> _Instructions to follow_: Could you return the data below exactly as it appears?

> _Data for this exercise_:
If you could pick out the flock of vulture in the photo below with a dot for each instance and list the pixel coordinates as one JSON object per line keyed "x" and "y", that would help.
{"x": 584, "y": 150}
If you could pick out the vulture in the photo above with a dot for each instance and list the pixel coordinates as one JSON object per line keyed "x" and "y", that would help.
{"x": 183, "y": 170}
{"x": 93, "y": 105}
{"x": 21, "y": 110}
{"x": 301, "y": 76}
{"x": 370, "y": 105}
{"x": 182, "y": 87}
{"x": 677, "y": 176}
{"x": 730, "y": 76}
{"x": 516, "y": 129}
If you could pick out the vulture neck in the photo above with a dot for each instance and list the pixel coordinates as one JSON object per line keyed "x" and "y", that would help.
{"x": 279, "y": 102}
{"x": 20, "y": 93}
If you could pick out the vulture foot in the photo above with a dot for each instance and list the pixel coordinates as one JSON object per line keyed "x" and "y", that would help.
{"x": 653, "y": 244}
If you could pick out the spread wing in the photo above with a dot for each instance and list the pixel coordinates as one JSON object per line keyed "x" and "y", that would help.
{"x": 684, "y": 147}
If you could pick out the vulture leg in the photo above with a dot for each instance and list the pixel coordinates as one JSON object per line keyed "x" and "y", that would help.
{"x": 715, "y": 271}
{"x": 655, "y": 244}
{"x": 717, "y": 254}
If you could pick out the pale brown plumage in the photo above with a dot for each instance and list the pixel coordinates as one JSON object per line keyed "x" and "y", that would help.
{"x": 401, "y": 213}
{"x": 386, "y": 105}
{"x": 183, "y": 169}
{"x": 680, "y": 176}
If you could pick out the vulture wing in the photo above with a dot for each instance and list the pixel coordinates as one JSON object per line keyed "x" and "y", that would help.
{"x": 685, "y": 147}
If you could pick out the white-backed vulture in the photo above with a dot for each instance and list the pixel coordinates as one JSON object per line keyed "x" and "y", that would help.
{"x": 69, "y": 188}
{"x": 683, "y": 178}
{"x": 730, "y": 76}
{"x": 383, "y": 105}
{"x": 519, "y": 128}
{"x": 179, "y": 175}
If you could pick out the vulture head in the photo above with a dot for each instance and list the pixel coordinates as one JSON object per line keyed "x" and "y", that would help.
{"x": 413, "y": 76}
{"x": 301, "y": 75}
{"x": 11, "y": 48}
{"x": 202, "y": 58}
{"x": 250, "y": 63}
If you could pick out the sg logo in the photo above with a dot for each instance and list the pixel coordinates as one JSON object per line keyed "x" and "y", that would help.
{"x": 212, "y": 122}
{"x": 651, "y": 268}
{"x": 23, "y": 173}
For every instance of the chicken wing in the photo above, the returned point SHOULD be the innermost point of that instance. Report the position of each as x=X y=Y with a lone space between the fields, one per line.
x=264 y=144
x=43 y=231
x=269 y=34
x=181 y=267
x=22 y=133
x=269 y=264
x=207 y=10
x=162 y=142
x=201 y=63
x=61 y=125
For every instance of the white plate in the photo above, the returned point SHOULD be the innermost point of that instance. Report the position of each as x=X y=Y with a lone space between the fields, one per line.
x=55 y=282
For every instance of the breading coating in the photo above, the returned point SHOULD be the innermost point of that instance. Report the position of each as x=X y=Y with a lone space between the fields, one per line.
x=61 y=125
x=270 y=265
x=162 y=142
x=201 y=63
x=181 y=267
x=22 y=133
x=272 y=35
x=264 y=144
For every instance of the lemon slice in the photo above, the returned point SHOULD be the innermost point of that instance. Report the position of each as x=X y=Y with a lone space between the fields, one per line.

> _Task output_:
If you could pick out the flock of vulture in the photo below with a dot for each instance and list the pixel coordinates as one JSON object per line keyed "x" and "y", that would help.
{"x": 584, "y": 150}
If you could pick out the vulture in the photo above with a dot for each instance and list the pixel coordinates as one JSON object per line keyed "x" and "y", that would help.
{"x": 183, "y": 170}
{"x": 93, "y": 105}
{"x": 21, "y": 110}
{"x": 301, "y": 76}
{"x": 370, "y": 105}
{"x": 182, "y": 87}
{"x": 677, "y": 176}
{"x": 730, "y": 76}
{"x": 516, "y": 129}
If you could pick out the vulture neck in the photo above with a dot for each instance and list the pixel coordinates as one JSON object per line keyed "x" and "y", that would help.
{"x": 279, "y": 102}
{"x": 20, "y": 93}
If you could pick out the vulture foot in the photo above with a dot for each instance and list the pixel coordinates as one JSON object per line keyed "x" and "y", that would help.
{"x": 653, "y": 244}
If you could pick out the spread wing in the photo above with a dot for each instance and list the pixel coordinates as one JSON object per line keyed "x" and "y", that would help.
{"x": 684, "y": 147}
If you could pick out the vulture leg in the photo above with a dot for each instance and list the pixel coordinates as one JSON object per line keyed "x" and "y", that would help.
{"x": 715, "y": 271}
{"x": 655, "y": 244}
{"x": 717, "y": 254}
If you could pick out the pale brown plumage in the photo above with a dot for each instance and list the pixel coordinates as one JSON object per line keyed "x" and "y", that would help.
{"x": 401, "y": 213}
{"x": 386, "y": 105}
{"x": 183, "y": 169}
{"x": 680, "y": 176}
If you could pick out the vulture wing in the photo above with a dot for each instance and list the pixel coordinates as one JSON object per line keyed "x" and "y", that would help.
{"x": 685, "y": 147}
If you could pick out the white-backed vulture in the photo above with a dot for each instance and list the pixel coordinates as one JSON object per line keyed "x" and "y", that would help.
{"x": 69, "y": 188}
{"x": 683, "y": 178}
{"x": 730, "y": 76}
{"x": 383, "y": 105}
{"x": 519, "y": 128}
{"x": 179, "y": 175}
If you could pick out the vulture head in the photo above with a dot for each instance and list the pixel coordinates as one JSON object per line keyed "x" and "y", that would help.
{"x": 413, "y": 76}
{"x": 301, "y": 75}
{"x": 11, "y": 48}
{"x": 202, "y": 58}
{"x": 250, "y": 63}
If you could pick out the sg logo in the photo above with a dot for each instance and list the pixel coordinates as one JSON object per line keyed "x" and "y", that would help.
{"x": 212, "y": 122}
{"x": 651, "y": 268}
{"x": 23, "y": 173}
For every instance of the chicken wing in the photo above, the returned point SHOULD be the innermost point of that instance. Report the position of each as x=X y=Y with a lone space between the fields, one per line.
x=264 y=144
x=43 y=231
x=269 y=34
x=181 y=267
x=22 y=133
x=269 y=264
x=207 y=10
x=162 y=142
x=201 y=63
x=61 y=125
For every instance of the white plate in the photo above, the returned point SHOULD be the innermost point of that instance. Report the position of each as x=X y=Y with a lone space between the fields, one per line.
x=55 y=282
For every instance of the breading coating in the photo above, the returned point SHOULD be the innermost point of that instance. Report the position of each as x=X y=Y with a lone space between the fields, one per line.
x=61 y=125
x=270 y=265
x=162 y=142
x=201 y=63
x=181 y=267
x=22 y=133
x=272 y=35
x=264 y=144
For every instance of the lemon slice in the photo above, the returned point SHOULD be the innermost point of that instance. Report the position of each as x=X y=Y with a lone space between the fields, one per line.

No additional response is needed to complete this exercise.